▶ [Instrucciones de la tarea]:
Según el texto extraído, ¿por qué la familia de María Eva le puso ese nombre?

▶ [Texto extraído]:

------------------------------------------------

Wednesday, May 25, 2005

 

IDENTIDAD

Siempre pensé que debería haber hecho como Freud: escribir todas las historias que recogí en el consultorio: con su correspondiente interpretación y el hilo conductor permanente que me permitió seguir el caso. No se si hoy sería el referente obligado de la psicoterapia latina, pero en cambio mi prestigio científico me enorgullecería. En cambio soy un viejo artesano jubilado, que sabe regar muy bien el jardín, pasear con los nietos y recordar con detalles emocionantes sus encuentros sexuales de juventud.
¿Cómo me podría definir? Como un modesto profesional, tal vez un algo más exitoso que otros por el estilo obsesivo con que me dedicara a cada uno de mis pacientes.
Hace poco reflexionábamos sobre el tema con mi odontólogo, también muy entregado a sus dotes profesionales. Pareciera como que ambos coincidíamos en que tal vez hubiéramos querido ser lo que no éramos. Claro que, en síntesis y dando por tierra con cualquier otra interpretación, a ambos nos ha ido bastante bien. Pero nuestra imaginación agregaba cosas mucho mejores como ambición no cumplida. Han pasado muchos casos así por mi consultorio. Demasiada gente que no pudo ser lo que quería, y en cambio lo que era no los satisfacía.
Eso era María Eva.
El motivo que la había empujado a conocerme había sido que ella se autodefinía como pobre, gorda y bastante inculta, pero pensaba que la felicidad aparecería inmediatamente de cambiar tales parámetros, de manera tal de ser rica, flaca y "doctora en algo que le gustara".
A poco que fui conociendo sus pensamientos, descubrí que todo parecía no ser tan así, ya que parecía disfrutar muchísimo de lo que ella misma denominaba sus "penares"
- ¡Usted sabe por qué me pusieron mi nombre?
- Imagino que por Eva Perón.
- Nací el día que ella murió. Así como los muy cristianos pueden poner Nopuceno a un pobre chico que haya nacido el día de ese santo, a mi familia muy peronista no se le ocurrió mejor nombre que el de la que ellos consideraban su ídola.
- Bueno: su familia adoraba a Evita, supongo que la adoración se debió trasladar a usted (yo intentaba aportar una visión algo optimista).
- ¿Usted cree bueno asociar mi nombre al de alguien que muere en el momento que yo nazco?
En eso debía tener razón: fue ella la que vivió por siempre el resultado de la experiencia, y no yo que simplemente trataba de "buscarle" al asunto un costado mejor. No pareciera en realidad ser muy alentador saber que uno "ligó" nada menos que su nombre de alguien que moría de un cáncer horrible.
Aquello iría a ser, además, una eterna complicación para mi paciente. Durante su niñez debió padecer la persecución que vivió el peronismo, que incluía nada más y nada menos que ¡la prohibición oficial por ley de nombrar a Eva!
Aquella situación se complicó aún más con todos los rumores que la oposición había tejido sobre la muerta, referencias que habían servido como modelo para el nombre ejemplar de la niña.

------------------------------------------------

▶ [Contenido del conjunto]:
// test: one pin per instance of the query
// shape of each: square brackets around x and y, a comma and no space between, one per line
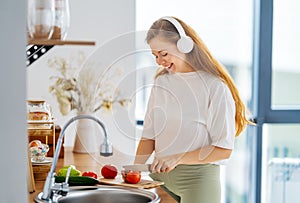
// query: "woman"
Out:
[194,113]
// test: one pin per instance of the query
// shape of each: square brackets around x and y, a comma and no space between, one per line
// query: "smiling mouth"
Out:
[169,67]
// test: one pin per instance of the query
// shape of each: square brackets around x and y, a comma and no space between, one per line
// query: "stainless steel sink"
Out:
[105,194]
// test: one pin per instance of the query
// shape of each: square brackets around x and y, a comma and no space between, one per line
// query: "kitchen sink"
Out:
[104,194]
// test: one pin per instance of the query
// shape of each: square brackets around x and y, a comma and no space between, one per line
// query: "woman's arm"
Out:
[200,156]
[144,151]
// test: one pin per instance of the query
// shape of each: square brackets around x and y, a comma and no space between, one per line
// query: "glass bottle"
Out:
[62,19]
[40,18]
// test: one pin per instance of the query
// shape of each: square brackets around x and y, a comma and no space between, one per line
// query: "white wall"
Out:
[108,25]
[13,187]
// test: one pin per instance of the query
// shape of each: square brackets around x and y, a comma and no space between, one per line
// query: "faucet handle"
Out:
[68,174]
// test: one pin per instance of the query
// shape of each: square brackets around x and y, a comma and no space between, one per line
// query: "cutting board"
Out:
[144,184]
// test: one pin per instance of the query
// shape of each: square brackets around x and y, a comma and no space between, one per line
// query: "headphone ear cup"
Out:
[185,44]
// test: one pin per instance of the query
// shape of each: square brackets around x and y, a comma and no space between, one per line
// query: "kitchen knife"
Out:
[138,167]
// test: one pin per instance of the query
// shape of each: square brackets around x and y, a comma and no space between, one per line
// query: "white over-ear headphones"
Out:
[185,44]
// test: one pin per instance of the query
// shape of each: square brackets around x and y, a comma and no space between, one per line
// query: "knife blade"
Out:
[138,167]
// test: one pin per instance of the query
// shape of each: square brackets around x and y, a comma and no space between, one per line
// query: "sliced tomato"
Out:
[90,174]
[109,171]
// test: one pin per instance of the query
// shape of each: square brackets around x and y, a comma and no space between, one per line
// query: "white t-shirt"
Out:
[187,111]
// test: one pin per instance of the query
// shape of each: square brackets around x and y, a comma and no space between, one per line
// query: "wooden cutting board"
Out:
[144,184]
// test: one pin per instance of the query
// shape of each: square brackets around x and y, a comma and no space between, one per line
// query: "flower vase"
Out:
[85,138]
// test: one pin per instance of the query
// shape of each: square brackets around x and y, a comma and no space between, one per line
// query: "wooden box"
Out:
[41,171]
[46,137]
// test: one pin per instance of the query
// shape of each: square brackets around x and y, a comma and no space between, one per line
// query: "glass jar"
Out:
[62,19]
[40,18]
[38,110]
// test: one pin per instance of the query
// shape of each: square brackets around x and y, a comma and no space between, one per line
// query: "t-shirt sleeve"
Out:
[148,131]
[221,117]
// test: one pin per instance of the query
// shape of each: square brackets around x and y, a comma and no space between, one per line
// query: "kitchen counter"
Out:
[85,162]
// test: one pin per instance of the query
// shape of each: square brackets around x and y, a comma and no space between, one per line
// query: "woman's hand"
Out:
[165,164]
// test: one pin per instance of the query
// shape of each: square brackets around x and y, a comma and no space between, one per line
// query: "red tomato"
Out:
[109,171]
[132,177]
[90,174]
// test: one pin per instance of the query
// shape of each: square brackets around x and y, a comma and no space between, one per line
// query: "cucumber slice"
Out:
[78,180]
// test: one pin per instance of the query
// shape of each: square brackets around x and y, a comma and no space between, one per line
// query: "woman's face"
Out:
[168,56]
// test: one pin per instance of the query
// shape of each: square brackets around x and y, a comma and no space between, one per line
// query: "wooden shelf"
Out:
[38,47]
[48,42]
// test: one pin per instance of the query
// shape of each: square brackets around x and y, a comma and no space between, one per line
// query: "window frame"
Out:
[261,105]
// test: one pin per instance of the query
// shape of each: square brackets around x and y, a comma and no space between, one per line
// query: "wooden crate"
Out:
[41,171]
[47,136]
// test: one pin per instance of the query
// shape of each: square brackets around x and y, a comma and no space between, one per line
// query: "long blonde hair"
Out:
[201,58]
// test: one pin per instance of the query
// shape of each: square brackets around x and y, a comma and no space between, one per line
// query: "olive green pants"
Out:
[192,183]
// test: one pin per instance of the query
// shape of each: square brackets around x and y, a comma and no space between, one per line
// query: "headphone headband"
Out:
[177,25]
[185,44]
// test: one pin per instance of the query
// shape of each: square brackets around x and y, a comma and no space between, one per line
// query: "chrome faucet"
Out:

------------------------------------------------

▶ [Ejercicio resuelto]:
Porque nació el día en que murió Eva Perón, a quien su familia, muy peronista, consideraba su ídola.